Task objective -> When you have read the listing, copy all of it without any change.
-- Opening Marker --
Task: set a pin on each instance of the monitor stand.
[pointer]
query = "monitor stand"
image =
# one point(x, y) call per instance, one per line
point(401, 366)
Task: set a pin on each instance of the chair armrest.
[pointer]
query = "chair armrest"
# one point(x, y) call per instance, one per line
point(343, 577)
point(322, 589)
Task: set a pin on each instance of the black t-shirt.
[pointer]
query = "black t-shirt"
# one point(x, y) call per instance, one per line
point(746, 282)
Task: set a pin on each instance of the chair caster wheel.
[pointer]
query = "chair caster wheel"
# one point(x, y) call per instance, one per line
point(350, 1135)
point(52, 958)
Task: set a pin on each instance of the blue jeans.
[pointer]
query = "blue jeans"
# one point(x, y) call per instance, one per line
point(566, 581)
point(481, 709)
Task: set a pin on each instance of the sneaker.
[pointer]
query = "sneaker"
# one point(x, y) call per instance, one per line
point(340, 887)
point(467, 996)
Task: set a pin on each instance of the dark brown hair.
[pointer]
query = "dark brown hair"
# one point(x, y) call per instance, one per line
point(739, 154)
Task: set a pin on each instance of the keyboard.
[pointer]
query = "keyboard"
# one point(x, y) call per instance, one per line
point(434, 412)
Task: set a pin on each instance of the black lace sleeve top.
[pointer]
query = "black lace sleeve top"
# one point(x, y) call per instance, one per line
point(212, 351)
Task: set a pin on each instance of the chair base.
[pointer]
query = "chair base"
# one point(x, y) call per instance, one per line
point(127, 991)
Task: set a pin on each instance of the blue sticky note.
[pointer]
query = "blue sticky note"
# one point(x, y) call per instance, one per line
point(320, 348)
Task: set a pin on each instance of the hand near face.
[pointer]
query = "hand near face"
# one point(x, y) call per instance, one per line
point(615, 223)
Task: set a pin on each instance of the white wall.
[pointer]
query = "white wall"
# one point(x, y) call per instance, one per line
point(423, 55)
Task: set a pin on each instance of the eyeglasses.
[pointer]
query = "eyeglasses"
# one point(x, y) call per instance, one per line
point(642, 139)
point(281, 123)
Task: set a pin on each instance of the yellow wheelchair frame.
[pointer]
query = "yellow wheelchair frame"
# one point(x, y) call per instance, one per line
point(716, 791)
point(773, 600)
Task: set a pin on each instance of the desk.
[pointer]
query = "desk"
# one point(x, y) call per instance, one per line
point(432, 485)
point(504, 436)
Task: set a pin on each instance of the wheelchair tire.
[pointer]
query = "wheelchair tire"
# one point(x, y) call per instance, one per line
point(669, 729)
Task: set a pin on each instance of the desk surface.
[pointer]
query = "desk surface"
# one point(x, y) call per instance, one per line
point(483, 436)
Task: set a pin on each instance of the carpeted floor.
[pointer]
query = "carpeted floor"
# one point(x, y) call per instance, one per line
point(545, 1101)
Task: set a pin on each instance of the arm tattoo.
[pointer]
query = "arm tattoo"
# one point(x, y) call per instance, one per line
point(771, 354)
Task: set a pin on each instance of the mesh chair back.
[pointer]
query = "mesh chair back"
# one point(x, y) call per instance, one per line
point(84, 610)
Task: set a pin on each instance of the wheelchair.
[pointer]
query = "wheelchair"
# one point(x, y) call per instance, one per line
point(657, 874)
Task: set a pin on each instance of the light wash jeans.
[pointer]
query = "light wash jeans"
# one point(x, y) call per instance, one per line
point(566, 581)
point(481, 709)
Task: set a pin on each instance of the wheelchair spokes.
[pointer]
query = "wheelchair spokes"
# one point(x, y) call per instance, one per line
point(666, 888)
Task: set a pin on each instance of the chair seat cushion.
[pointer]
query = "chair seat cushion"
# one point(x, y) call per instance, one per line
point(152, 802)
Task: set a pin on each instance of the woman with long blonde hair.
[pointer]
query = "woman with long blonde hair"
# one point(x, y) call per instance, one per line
-- Closing Marker --
Exercise answer ->
Task: set a pin on each instance of the monitor stand.
[pointer]
query = "monitor stand"
image =
# one point(x, y) call per instance, one per line
point(401, 366)
Task: set a pin on each instance of the chair armrest.
[pointer]
query = "chair armrest"
# one point(x, y) call per instance, one per line
point(343, 577)
point(322, 589)
Task: set a pin on each instance of the black t-shirt.
[pointer]
query = "black t-shirt"
# one point(x, y) call per instance, one per line
point(746, 282)
Task: set a pin on each instance of the chair caster wheel.
[pointer]
query = "chair caster wheel"
# one point(x, y) call per instance, one per line
point(350, 1135)
point(52, 958)
Task: set a pin on each instance of the blue jeans.
[pointer]
query = "blue jeans"
# one point(x, y) call per instance, one per line
point(566, 581)
point(481, 709)
Task: set a pin on each instance of the sneaker.
[pointer]
query = "sneaker"
# one point(x, y) call per instance, one per line
point(340, 887)
point(467, 996)
Task: set a pin on each instance of the dark brown hair.
[pointer]
query = "dark brown hair"
# one point(x, y) call per instance, one per line
point(739, 154)
Task: set a pin on each instance of the keyboard.
[pointer]
query = "keyboard"
# one point(x, y) call per instance, one per line
point(434, 412)
Task: set a pin on each instance of the black lace sleeve top.
[pointer]
query = "black lace sleeve top"
# one point(x, y) call per instance, one per line
point(212, 351)
Task: set a pin on each instance of the chair base.
[pointer]
query = "chair base"
# one point(x, y) call per instance, one per line
point(127, 991)
Task: set a pin on each instance of the blue sticky note.
[pointer]
query = "blue sticky note"
# one point(x, y) call per instance, one per line
point(320, 348)
Task: set a pin on each instance of the hand near face.
[pointer]
query = "hand near face"
# one point(x, y) call per instance, one per line
point(615, 223)
Task: set a pin on each instance of the white wall.
[pointer]
query = "white wall"
# one point(x, y) call per instance, one per line
point(423, 55)
Task: set a pin on each instance of the eyeglasses.
[pointer]
query = "eyeglasses"
# one point(x, y) call per instance, one per line
point(642, 139)
point(281, 123)
Task: set a pin on each instance of the yellow wheelchair frame.
[pointer]
query = "yellow wheelchair frame"
# one point(x, y) call per instance, one per line
point(716, 791)
point(773, 600)
Task: set a pin on each instance of the desk.
[pointer]
query = "desk"
# one point(x, y) call per instance, one per line
point(432, 485)
point(504, 436)
Task: set a pin on each instance of the wheelchair tire.
[pointer]
query = "wheelchair tire"
# one point(x, y) call per instance, one per line
point(669, 729)
Task: set a pin on each instance of the desk surface.
[pointer]
query = "desk surface"
# one point(x, y) call per instance, one per line
point(483, 436)
Task: set a pin on each instance of the carpeted floor.
[pointer]
query = "carpeted floor"
# one point(x, y) call per instance, one per line
point(545, 1101)
Task: set a pin on each instance of the arm tattoo.
[pointer]
query = "arm tattoo"
# one point(x, y) call per instance, one per line
point(771, 354)
Task: set a pin on each instance of the mesh chair back.
[pointer]
query = "mesh chair back"
# one point(x, y) call per instance, one per line
point(84, 610)
Task: set a pin on each instance of the wheelchair.
[pointer]
query = "wheelchair"
# one point(x, y) call per instance, one per line
point(657, 874)
Task: set a pin on each instance of the light wash jeans.
[pointer]
query = "light wash jeans"
# one point(x, y) call per instance, one per line
point(566, 581)
point(481, 709)
Task: set a pin on each instance of the wheelchair spokes.
[pointer]
query = "wheelchair spokes"
# one point(x, y) call per instance, one per line
point(666, 888)
Task: set a pin on each instance of the chair seat cushion.
[pointer]
query = "chair seat cushion"
# one point(x, y) call per instance, one per line
point(152, 802)
Task: set a pin on each instance of the woman with long blonde hair.
[pointer]
query = "woman with long blonde hair"
# one point(x, y) call per instance, one per line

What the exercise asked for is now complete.